EXERCISE:
Can all of these lines be returned exactly?

# START OF EXTRACTED ENTRIES

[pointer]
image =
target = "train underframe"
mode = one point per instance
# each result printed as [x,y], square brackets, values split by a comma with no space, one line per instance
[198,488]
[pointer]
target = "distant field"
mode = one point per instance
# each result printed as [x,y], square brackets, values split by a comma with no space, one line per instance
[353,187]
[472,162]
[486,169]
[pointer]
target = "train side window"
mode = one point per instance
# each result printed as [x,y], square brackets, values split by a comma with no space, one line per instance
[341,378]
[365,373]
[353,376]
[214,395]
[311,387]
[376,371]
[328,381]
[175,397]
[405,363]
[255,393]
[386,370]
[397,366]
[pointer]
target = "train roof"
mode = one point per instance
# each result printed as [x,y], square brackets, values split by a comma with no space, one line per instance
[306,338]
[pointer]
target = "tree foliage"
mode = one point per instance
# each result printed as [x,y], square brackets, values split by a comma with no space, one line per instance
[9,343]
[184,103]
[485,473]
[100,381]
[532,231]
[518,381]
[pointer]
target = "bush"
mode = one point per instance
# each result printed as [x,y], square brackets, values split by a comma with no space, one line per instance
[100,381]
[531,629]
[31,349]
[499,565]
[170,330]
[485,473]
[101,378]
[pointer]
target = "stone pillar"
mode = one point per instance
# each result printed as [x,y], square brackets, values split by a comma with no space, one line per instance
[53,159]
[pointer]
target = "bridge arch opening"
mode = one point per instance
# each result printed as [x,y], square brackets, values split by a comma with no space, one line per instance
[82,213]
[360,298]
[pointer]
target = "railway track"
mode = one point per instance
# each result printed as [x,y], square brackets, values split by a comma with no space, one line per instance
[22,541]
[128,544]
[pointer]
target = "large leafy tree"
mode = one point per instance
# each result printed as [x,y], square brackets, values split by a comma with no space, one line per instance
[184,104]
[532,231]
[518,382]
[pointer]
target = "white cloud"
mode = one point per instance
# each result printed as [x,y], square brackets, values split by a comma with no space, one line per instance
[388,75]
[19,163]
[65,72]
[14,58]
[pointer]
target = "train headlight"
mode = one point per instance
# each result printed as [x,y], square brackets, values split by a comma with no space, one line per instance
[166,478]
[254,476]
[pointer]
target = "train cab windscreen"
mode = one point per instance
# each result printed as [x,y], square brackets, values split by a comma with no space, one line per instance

# END OF EXTRACTED ENTRIES

PROBLEM SOLUTION:
[pointer]
image =
target = "train underframe"
mode = one point per instance
# each result printed as [x,y], square brackets, values split by a comma with no space, one line per instance
[198,488]
[pointer]
target = "distant field"
mode = one point per instance
# each result printed as [x,y], square brackets, values split by a comma with no space, one line per instance
[353,187]
[472,162]
[486,169]
[pointer]
target = "train side window"
mode = one point per instance
# each result printed as [x,y], square brackets, values split by a comma with no space, one line per instance
[341,378]
[365,373]
[353,376]
[214,395]
[311,387]
[376,371]
[328,381]
[175,397]
[405,363]
[255,393]
[386,370]
[397,366]
[pointer]
target = "train roof"
mode = one point per instance
# each result printed as [x,y], square brackets, values split by a comma with no space, one line per instance
[306,338]
[pointer]
target = "tree foliage"
mode = one point per instance
# each result printed as [x,y], square brackets, values split by a comma with no space, one line per instance
[9,343]
[184,103]
[485,473]
[100,381]
[532,231]
[518,381]
[pointer]
target = "bush"
mode = one point per instance
# each result printed as [x,y], square brackets, values split by a comma with no space, one line per instance
[100,381]
[531,629]
[31,349]
[499,565]
[170,330]
[485,473]
[101,378]
[pointer]
target = "stone pillar"
mode = one point per instance
# each result printed as [x,y], square brackets, values split by a comma with no space, one line per instance
[53,159]
[pointer]
target = "bridge arch opening"
mode = one point per instance
# each result printed as [x,y], square brackets, values split by a comma with no space, one line per instance
[82,213]
[360,298]
[pointer]
target = "railway track"
mode = one point per instance
# each result printed as [x,y], square brackets, values split by a comma with no space, one line per instance
[22,541]
[128,544]
[pointer]
target = "large leafy tree"
mode = one point per instance
# each result printed as [x,y], square brackets, values split by a comma with no space, one line per instance
[184,104]
[532,231]
[518,382]
[pointer]
target = "white cloud"
mode = one point per instance
# each result printed as [x,y], square brackets, values split by a comma with no space, one line per instance
[388,75]
[19,163]
[65,72]
[14,58]
[pointer]
target = "train headlight"
mode = one point per instance
# each result printed as [x,y], square brackets, values split by a comma with no space, one line per instance
[166,478]
[254,476]
[pointer]
target = "train cab windscreen"
mode = one point per instance
# each result printed as [x,y], square brackets, values split by a comma with no space, one line per instance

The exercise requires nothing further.